── SOURCE TEXT ──

Of the many ways to structure a good thesis, my go-to method is to take two conflicting ideas and pit them against each other to reach some form of resolution. The thesis can be a two-part sentence that states the two ideas and how they relate. To give an example of how this works, I’ll use the Handmaid’s Tale.
Question: why do some women ally themselves with the men of Gilead and not support other women?
Idea 1: Many of the women in the book are oppressed by men and face similar problems, so they form a group identity and look after each other.
Idea 2: the best life is the life that the patriarchal system can give, and some women have higher status because of their granted position, so they choose to protect that status.
Thesis: Even though most of the women in the Handmaid’s Tale support and protect each other because of their shared experience of oppression, women who benefit from their status in Gilead’s society prioritize their own status over their gendered experience as a woman.
We can make a diagram out this method. On one column, orange, we have the first idea of violent suppression of women by men, for the benefit of men. The corresponding and conflicting idea is that some women use similar tactics against members of their own gender. To bridge this gap we need to acknowledge a conflict. The point of the essay is to resolve the conflict.
In Point One, we lay out the situation. What is the system? What are women’s roles in the system? How do they live and function? Who benefits? In this point, the analysis is linking some form of broader societal happenings to the characters experience.

───
── PROVIDED MATERIAL ──

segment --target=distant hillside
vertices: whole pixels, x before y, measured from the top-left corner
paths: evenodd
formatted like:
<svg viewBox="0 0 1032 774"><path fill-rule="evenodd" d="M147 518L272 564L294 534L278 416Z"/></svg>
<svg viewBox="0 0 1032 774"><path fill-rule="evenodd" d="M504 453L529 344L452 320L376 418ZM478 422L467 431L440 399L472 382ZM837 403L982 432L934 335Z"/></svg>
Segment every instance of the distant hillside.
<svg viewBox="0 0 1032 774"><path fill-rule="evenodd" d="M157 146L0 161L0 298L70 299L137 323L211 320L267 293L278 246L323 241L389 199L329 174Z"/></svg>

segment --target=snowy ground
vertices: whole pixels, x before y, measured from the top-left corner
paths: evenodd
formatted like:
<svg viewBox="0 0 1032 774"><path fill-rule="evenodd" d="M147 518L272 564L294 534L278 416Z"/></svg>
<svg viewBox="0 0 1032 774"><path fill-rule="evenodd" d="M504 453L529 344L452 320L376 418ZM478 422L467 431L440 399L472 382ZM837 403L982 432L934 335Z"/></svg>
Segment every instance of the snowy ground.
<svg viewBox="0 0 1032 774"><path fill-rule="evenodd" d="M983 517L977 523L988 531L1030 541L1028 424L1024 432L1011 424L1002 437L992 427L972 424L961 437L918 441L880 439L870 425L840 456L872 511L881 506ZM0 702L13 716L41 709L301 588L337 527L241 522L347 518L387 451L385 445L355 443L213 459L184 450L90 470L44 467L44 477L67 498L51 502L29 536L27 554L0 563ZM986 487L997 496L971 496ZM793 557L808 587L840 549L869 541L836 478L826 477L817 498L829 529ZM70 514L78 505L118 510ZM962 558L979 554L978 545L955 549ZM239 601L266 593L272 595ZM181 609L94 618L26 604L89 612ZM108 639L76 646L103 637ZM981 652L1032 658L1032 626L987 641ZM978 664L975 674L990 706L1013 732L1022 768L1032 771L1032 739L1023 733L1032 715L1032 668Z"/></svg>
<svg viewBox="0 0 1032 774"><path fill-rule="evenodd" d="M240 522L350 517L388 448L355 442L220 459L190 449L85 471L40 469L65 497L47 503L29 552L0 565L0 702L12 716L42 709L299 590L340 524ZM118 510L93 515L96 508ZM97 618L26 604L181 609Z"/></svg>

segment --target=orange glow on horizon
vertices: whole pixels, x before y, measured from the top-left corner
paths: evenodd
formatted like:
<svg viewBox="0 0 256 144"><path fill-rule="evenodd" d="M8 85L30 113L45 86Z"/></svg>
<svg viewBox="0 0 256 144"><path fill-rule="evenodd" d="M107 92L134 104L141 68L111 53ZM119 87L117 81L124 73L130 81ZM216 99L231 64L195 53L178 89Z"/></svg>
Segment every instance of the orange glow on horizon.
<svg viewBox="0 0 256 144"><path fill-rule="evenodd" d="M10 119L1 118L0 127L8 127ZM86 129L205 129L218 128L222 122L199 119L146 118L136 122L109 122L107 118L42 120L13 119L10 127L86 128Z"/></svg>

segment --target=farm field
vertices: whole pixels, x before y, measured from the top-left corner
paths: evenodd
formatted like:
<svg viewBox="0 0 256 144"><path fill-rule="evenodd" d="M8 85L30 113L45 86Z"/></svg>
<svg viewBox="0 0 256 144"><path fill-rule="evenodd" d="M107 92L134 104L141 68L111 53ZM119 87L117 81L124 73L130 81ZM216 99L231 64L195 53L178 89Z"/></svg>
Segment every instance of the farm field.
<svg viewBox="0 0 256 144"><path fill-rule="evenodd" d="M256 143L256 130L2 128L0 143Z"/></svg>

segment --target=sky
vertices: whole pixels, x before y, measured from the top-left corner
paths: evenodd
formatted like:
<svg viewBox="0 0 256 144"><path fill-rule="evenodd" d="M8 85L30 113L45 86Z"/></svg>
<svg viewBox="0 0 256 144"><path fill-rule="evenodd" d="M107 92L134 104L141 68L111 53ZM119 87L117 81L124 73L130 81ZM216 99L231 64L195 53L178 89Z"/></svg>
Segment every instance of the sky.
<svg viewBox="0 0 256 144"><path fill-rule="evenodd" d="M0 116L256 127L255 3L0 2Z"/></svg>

───

• **EXERCISE TASKS**
1. List the questions that the text on structuring a thesis says Point One should address.
2. Continue the text on structuring a thesis from where it stops.

• **RESPONSES BY ITEM NUMBER**
1.
- What is the system?
- What are women's roles in the system?
- How do they live and function?
- Who benefits?

2.
Point Two is where you want to develop some form of analytical structure. In this case, we can apply apply a feminist or Marxist lens to look at group identity and how people align their identity with a particular group.
Point Three is where you need to combine the first two. We’ll dig into the Marxist system and the concept of gendered identity to realize that each character can choose how they identify within the system, based on what they want. We resolve the conflict by understanding identity formation, which links the societal to the personal.
A lot of students think a concluding paragraph just re-states everything. But it also needs to state the new truth that we realized through the analytical approach.

Here is an empty template that could be used to populate a thesis-generator. ChatGPT won’t give you a thesis-generator this good. Suck it, GPT.
First fill out a question. Then you want to find some overarching conflicting ideas that don’t seem to be able to coexist in the same work. Once you have that, you should use Point One to set the stage and flesh out the conflict. Point Two will be about whatever drives the story: characters, society, weather, the Gods, Nature, fate, etc. These are more thematic elements and often good for an analytical structure.
Point Three is where we hit truth. What does the analytical structure tell us about the conflicting characters? Once you have these things laid out it’s not so hard to make a good thesis.
This looks linear, it never is. Some students fixate on making a good thesis before doing anything else and forget to hone it as they work or make a simplistic thesis. Other students (like me!) get lost in the weeds of setting up analysis and forget to make a good thesis. Just find what works.
Template:
| Question: | |||
| Thesis: | |||
| Supporting Points | Idea 1: | Analysis (bridge the gap) | Idea 2: |
| Point 1: | |||
| Point 2: | |||
| Point 3: | |||
| Conclusion: | |||
Hey Mr. Crowe, if you see this, I intentionally made my example different enough from the essay prompts that it can’t be copied. I’m just a raging Marxist who likes feminist theory, I went with my interests.